Debugging complex XProc can also be a frustrating process as run-time error
messages from Calabash have no line numbers and, in many cases, (e.g. where
the input to a step is required but for some reason is not present) there is no indication as to which of your custom steps is throwing the error.
Some tasks that seem easily achievable actually turn out to be a little more
complicated. One of the features of the tool is to optionally run a series of XSLTs
(that are named in the config file) before and after the Schematron processing
step. While it is easy to iterate over the XSLT filename list it is not trivial to then
pass the content through the dynamic pipeline (with the output of the previous
XSLT being the input to the next XSLT). While this challenge has already been
solved by and code provided via Open Source solution (see [2]), I wanted to
define my own solution (as an intellectual challenge and to make sure I could
easily change the functionality for my own use case). The answer, as is so often
the case in XSLT, is recursion where a custom step is called with the list of XSLT
filenames. The step will run the first XSLT in the list on the initial input XML and
then call itself passing the output of the step along with the XSLT filename list
minus the XSLT filename that has just been run.

■ **Excerpts from point annotation data**

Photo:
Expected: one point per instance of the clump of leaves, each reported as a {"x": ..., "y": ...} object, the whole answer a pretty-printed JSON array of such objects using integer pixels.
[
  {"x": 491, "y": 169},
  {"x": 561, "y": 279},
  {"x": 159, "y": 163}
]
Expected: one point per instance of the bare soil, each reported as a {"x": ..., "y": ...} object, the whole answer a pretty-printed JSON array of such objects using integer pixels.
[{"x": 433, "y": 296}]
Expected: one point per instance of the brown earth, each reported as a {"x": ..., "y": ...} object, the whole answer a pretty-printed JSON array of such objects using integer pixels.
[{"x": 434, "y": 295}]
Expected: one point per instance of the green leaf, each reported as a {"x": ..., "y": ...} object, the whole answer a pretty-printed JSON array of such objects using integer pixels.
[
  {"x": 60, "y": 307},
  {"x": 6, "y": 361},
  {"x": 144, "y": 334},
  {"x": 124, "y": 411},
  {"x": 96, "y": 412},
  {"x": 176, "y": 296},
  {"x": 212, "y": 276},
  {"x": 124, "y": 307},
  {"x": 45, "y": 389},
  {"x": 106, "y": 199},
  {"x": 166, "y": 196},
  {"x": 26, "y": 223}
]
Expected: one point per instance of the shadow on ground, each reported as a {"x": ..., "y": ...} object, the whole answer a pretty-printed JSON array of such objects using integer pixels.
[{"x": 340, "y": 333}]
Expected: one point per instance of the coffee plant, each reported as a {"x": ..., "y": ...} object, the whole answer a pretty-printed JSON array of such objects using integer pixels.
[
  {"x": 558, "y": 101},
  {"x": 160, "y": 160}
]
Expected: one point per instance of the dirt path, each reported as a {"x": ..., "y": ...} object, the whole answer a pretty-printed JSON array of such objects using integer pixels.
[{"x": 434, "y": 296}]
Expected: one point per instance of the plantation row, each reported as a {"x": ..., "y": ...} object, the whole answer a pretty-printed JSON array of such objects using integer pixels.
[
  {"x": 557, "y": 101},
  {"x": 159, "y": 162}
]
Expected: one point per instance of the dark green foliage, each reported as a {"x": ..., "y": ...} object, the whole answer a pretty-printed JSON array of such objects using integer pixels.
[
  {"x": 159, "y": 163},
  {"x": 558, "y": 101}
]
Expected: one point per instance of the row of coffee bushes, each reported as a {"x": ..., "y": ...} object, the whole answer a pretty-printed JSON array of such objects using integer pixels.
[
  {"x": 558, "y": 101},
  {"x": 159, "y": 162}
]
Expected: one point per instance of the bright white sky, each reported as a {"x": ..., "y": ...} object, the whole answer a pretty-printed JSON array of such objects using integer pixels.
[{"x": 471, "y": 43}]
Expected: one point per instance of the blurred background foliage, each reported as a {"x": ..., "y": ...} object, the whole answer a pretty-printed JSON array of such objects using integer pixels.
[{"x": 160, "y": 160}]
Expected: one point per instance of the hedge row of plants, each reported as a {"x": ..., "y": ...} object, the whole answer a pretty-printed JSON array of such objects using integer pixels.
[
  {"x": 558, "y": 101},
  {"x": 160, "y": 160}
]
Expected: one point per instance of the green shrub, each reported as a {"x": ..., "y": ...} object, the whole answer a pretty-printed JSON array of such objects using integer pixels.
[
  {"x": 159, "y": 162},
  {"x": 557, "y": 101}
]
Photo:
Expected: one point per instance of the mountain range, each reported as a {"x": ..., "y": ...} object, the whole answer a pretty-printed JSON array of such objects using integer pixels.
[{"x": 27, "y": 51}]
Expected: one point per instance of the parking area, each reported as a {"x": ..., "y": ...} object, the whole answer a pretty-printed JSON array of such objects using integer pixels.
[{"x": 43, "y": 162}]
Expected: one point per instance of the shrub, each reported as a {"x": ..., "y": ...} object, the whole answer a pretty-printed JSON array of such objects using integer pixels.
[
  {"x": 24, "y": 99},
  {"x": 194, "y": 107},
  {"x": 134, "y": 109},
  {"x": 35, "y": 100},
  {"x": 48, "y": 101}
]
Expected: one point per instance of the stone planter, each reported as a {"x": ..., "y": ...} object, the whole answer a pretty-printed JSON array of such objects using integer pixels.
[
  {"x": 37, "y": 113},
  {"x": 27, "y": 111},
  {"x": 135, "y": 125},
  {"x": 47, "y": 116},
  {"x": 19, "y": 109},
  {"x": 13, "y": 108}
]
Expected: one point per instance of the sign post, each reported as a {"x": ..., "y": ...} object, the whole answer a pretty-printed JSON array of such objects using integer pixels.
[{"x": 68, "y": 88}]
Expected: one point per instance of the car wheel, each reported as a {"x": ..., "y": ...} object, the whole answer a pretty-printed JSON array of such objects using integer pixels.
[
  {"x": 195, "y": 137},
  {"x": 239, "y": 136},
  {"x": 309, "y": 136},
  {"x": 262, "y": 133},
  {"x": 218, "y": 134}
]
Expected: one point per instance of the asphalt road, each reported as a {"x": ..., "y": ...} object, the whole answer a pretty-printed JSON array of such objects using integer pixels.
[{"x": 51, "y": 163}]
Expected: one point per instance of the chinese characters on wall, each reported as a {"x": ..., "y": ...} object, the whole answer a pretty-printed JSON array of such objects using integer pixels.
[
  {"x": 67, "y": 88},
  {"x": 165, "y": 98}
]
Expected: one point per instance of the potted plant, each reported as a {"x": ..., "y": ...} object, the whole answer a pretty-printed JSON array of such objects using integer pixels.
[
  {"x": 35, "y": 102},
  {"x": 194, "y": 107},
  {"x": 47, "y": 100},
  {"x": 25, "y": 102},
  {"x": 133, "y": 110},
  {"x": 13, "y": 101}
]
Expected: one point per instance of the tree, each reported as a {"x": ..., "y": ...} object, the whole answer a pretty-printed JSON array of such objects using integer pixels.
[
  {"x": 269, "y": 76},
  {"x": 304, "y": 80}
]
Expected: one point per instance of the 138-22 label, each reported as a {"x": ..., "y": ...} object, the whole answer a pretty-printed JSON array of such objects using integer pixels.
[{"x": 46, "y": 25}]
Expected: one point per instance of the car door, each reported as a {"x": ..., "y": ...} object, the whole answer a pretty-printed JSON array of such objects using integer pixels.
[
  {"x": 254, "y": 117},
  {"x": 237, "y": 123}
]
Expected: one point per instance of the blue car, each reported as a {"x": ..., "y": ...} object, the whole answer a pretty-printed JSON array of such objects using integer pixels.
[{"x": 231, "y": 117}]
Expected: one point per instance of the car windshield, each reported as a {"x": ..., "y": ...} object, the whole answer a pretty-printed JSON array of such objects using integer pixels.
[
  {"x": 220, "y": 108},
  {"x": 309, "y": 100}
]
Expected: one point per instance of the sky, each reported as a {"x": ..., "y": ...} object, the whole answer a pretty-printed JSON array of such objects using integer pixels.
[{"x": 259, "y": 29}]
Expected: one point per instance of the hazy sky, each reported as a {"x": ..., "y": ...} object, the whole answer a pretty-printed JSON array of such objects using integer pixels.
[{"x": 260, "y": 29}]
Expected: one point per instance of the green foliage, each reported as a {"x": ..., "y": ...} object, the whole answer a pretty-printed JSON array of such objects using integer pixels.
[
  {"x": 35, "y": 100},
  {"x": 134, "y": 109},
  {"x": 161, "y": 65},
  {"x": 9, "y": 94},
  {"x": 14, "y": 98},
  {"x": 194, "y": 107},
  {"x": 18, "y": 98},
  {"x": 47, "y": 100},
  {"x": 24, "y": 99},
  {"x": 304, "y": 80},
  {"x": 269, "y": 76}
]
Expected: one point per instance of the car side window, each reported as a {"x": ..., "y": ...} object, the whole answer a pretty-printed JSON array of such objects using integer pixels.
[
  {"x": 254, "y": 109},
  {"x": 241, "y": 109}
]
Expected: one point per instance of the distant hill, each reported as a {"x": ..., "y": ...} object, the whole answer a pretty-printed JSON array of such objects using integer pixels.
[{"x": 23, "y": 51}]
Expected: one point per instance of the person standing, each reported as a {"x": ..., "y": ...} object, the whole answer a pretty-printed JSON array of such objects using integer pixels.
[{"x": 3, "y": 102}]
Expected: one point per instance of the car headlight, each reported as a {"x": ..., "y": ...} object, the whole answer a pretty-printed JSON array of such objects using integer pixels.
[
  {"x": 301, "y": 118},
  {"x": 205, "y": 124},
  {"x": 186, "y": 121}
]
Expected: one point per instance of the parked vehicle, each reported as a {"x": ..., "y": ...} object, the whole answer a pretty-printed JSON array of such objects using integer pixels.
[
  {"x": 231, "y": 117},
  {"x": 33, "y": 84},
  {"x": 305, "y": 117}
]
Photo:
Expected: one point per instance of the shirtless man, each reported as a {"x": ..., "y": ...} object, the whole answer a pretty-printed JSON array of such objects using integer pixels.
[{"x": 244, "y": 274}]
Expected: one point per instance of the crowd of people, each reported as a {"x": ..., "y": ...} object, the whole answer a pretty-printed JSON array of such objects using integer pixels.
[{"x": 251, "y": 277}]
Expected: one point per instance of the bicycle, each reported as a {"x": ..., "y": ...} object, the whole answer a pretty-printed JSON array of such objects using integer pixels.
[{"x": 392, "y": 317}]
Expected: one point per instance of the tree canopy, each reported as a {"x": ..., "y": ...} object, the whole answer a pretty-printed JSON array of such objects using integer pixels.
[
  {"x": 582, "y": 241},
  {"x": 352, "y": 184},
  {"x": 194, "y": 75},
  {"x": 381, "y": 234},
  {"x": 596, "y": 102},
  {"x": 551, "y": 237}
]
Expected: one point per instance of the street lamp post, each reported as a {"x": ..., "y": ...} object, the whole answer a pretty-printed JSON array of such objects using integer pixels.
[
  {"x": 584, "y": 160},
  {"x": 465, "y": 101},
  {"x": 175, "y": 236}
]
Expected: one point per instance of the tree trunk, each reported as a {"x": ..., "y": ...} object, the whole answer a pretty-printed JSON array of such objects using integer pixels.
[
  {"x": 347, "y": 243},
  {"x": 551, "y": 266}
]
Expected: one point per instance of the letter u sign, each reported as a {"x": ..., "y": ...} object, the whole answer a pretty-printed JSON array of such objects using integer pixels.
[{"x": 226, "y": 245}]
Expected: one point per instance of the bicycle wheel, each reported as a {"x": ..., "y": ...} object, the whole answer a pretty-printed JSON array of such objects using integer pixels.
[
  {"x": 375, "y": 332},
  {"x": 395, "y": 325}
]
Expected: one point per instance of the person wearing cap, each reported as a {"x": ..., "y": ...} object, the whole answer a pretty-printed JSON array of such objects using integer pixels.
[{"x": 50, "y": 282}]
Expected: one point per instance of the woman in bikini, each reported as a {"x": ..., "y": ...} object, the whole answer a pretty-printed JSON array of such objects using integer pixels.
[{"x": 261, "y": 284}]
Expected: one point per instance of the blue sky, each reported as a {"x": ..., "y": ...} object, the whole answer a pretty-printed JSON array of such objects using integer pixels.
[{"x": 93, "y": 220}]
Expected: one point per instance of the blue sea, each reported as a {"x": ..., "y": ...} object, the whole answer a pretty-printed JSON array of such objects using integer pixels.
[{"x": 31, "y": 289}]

■ **CHALLENGE A**
Answer these questions from the XProc passage:
(i) What do run-time error messages from Calabash lack?
(ii) Where are the XSLTs that can run before and after the Schematron processing step named?
(iii) What technique does the passage give as the answer to passing content through the dynamic pipeline?
■ **CHALLENGE B**
Retype the section of the XProc passage that begins with the words containing "Debugging complex XProc" and ends with "throwing the error.".

■ **FULL OUTPUT A**
(i) Line numbers.
(ii) In the config file.
(iii) Recursion, where a custom step is called with the list of XSLT filenames.

■ **FULL OUTPUT B**
Debugging complex XProc can also be a frustrating process as run-time error
messages from Calabash have no line numbers and, in many cases, (e.g. where
the input to a step is required but for some reason is not present) there is no indication as to which of your custom steps is throwing the error.